→ WRITTEN TASK: Copy the items below with every "rough mask" changed to "coarse mask", leaving everything else untouched.

**********

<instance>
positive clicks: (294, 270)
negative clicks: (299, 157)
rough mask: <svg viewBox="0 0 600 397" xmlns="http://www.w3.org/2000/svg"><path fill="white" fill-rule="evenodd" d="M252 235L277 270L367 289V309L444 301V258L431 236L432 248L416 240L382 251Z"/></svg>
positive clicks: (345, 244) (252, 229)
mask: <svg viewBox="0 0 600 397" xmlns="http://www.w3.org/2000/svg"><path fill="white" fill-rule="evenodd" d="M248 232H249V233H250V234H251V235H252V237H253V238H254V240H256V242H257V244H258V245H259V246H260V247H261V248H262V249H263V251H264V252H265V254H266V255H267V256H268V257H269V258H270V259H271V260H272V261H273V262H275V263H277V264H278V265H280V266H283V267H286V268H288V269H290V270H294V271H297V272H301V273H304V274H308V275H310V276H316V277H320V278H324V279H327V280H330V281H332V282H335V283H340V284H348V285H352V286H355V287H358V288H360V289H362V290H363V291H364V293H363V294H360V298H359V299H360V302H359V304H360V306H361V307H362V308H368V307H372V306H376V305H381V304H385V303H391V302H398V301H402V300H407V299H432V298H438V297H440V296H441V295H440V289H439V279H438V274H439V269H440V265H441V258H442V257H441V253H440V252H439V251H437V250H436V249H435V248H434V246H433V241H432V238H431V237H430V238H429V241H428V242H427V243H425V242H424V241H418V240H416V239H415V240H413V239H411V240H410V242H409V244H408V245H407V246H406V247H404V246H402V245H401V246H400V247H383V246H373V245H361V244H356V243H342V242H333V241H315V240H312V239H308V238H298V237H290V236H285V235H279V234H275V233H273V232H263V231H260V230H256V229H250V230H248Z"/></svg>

**********

→ REPLY:
<instance>
positive clicks: (294, 270)
negative clicks: (299, 157)
coarse mask: <svg viewBox="0 0 600 397" xmlns="http://www.w3.org/2000/svg"><path fill="white" fill-rule="evenodd" d="M252 235L277 270L367 289V309L444 301V258L431 236L432 248L416 240L382 251Z"/></svg>
positive clicks: (345, 244) (252, 229)
mask: <svg viewBox="0 0 600 397" xmlns="http://www.w3.org/2000/svg"><path fill="white" fill-rule="evenodd" d="M248 232H249V233H250V234H251V235H252V237H253V238H254V240H256V242H257V244H258V245H259V246H260V247H261V248H262V249H263V251H264V252H265V254H266V255H267V256H268V257H269V258H270V259H271V260H272V261H273V262H275V263H277V264H278V265H280V266H283V267H286V268H288V269H290V270H294V271H297V272H301V273H304V274H308V275H310V276H316V277H320V278H324V279H327V280H330V281H332V282H335V283H340V284H348V285H352V286H355V287H358V288H360V289H362V290H363V291H364V293H363V294H360V298H359V299H360V302H359V304H360V306H361V307H362V308H368V307H372V306H376V305H381V304H385V303H391V302H398V301H402V300H407V299H432V298H438V297H440V296H441V295H440V289H439V279H438V274H439V269H440V265H441V258H442V257H441V253H440V252H439V251H437V250H436V249H435V248H434V246H433V241H432V238H431V237H430V238H429V241H428V242H427V243H425V242H424V241H418V240H416V239H415V240H413V239H411V240H410V242H409V244H408V245H407V246H406V247H404V246H402V245H401V246H400V247H383V246H373V245H361V244H356V243H342V242H333V241H315V240H312V239H308V238H298V237H290V236H285V235H279V234H275V233H273V232H263V231H260V230H256V229H250V230H248Z"/></svg>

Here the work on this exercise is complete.